> **Your instructions**
Reproduce exactly the lines below from the one containing "Each pair is formatted like [5, 152]." through the one containing "For every instance of the parked", including both, and nothing else.

> **Records from a data collection**
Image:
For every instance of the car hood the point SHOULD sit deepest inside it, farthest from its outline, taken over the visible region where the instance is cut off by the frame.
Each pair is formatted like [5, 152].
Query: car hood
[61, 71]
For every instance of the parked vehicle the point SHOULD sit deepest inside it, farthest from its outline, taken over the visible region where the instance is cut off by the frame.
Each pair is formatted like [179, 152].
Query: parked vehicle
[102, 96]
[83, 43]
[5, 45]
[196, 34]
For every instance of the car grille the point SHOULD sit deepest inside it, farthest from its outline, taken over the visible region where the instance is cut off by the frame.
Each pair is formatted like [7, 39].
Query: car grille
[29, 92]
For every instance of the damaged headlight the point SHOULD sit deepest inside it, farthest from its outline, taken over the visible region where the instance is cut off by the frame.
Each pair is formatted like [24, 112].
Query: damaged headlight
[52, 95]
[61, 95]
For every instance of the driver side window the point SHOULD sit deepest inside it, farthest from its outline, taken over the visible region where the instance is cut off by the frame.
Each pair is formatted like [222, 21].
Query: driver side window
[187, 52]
...
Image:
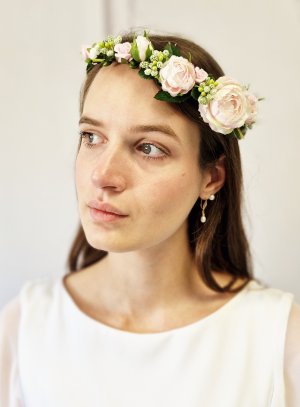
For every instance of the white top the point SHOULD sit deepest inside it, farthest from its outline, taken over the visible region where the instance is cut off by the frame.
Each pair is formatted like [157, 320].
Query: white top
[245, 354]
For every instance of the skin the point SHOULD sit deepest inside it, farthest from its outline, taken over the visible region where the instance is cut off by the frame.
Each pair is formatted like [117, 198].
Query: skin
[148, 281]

> **Answer box**
Each pair is formatted like [5, 152].
Query: car hood
[61, 71]
For every instance of the parked vehicle the point SHOULD sit deepest inside it, farthest from its outline, taken over the visible region where the instance is cut off by the frame.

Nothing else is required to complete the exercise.